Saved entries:
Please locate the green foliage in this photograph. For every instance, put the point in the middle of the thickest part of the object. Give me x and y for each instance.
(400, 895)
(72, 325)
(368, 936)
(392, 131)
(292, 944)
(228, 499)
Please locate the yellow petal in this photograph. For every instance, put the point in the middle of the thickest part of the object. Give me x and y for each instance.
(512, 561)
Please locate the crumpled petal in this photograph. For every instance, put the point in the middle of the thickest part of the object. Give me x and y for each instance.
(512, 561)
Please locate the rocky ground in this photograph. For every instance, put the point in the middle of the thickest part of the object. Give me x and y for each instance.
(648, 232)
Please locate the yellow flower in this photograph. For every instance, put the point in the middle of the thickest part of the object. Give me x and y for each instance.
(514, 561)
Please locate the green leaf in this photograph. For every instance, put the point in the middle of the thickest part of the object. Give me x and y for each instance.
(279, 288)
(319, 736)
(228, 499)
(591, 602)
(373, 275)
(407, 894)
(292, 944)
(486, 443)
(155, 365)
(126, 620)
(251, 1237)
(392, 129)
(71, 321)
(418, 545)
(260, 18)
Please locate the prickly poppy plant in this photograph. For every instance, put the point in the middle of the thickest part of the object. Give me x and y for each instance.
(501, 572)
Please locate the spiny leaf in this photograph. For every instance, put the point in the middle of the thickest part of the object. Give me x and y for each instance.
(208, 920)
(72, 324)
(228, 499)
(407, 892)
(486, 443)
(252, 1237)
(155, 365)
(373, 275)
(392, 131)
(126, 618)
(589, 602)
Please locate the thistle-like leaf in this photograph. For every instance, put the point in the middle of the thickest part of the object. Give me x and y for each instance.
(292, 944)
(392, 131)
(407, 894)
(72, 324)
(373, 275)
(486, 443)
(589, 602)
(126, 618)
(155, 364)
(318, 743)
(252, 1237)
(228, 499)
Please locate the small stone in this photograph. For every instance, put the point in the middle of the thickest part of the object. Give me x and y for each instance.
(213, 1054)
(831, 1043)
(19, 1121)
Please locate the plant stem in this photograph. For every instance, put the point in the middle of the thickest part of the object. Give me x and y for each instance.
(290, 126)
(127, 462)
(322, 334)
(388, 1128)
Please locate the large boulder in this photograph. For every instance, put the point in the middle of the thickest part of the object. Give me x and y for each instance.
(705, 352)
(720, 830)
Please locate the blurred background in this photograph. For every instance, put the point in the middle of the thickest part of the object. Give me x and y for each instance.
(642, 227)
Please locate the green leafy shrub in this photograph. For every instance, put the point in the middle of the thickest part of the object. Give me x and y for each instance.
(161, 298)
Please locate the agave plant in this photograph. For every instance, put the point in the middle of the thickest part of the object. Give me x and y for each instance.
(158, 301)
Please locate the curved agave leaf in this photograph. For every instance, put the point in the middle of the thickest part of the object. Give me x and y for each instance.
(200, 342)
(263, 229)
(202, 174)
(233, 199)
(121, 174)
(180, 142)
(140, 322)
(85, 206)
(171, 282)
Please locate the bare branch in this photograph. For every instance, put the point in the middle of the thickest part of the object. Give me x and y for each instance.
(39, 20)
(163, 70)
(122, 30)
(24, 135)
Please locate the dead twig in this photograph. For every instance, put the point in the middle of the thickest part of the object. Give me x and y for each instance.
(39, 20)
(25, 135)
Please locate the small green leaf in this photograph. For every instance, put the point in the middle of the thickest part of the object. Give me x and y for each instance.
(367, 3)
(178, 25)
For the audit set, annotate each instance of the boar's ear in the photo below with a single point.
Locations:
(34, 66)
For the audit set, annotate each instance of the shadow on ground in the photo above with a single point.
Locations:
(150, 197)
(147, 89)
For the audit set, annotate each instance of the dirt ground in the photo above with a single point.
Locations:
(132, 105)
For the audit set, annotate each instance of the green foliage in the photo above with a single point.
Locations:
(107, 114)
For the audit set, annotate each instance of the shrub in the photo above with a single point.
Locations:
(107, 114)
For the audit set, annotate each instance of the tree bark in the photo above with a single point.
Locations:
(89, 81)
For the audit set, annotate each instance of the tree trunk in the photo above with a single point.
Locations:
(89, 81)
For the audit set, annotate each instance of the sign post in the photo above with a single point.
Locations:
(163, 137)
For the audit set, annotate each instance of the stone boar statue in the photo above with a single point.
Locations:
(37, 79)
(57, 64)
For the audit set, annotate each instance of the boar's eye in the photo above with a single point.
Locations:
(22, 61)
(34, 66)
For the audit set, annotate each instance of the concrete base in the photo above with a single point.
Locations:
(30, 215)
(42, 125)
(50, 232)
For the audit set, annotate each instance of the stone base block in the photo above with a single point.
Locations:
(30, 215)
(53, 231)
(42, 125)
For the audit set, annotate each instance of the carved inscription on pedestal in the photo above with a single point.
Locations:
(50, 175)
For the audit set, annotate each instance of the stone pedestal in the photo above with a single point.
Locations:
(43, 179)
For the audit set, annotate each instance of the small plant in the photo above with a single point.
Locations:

WHAT NEEDS TO BE DONE:
Examine the records and report how many lines contain the string "pedestal". Only the number should be given.

WRITTEN SOLUTION:
2